--- Task details ---
Your task is to copy each line of the records that includes the string "query".

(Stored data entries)
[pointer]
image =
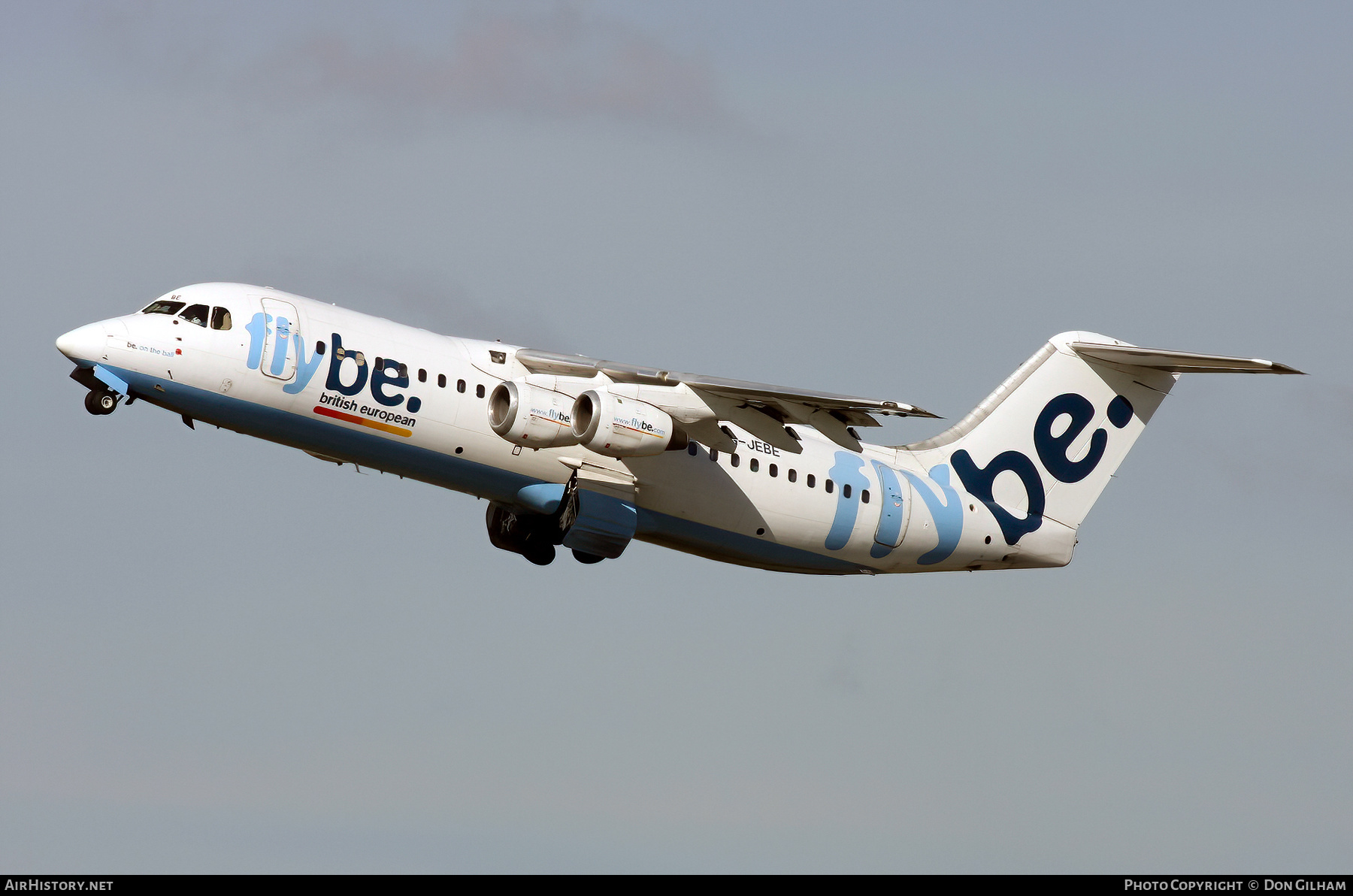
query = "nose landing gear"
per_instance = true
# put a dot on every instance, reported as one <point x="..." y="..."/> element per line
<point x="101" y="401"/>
--
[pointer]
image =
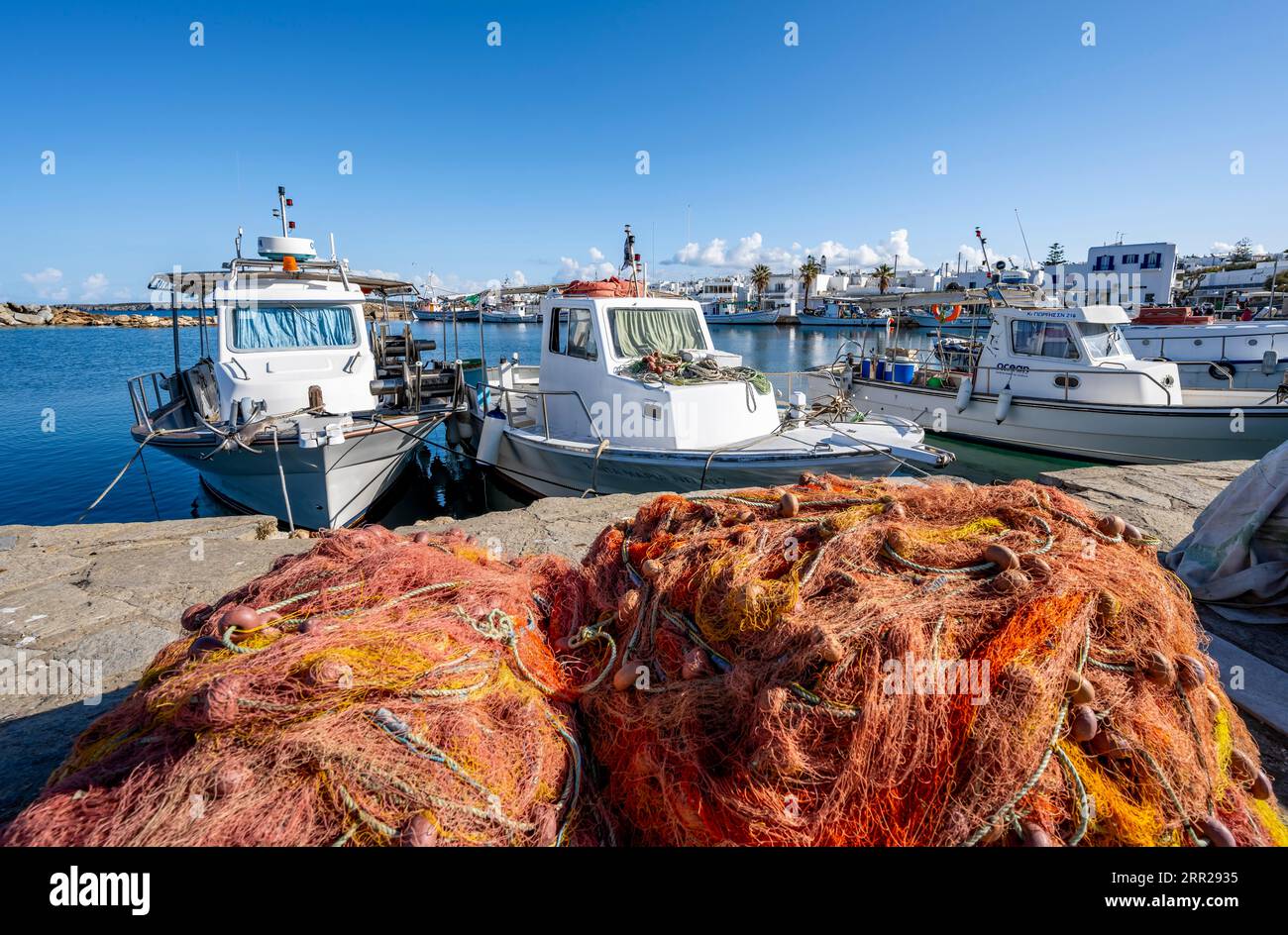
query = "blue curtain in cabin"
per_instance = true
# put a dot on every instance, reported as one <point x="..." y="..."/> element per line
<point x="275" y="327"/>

--- Solution to this exercise ---
query = "nose landing gear"
query = "blue curtain in cabin"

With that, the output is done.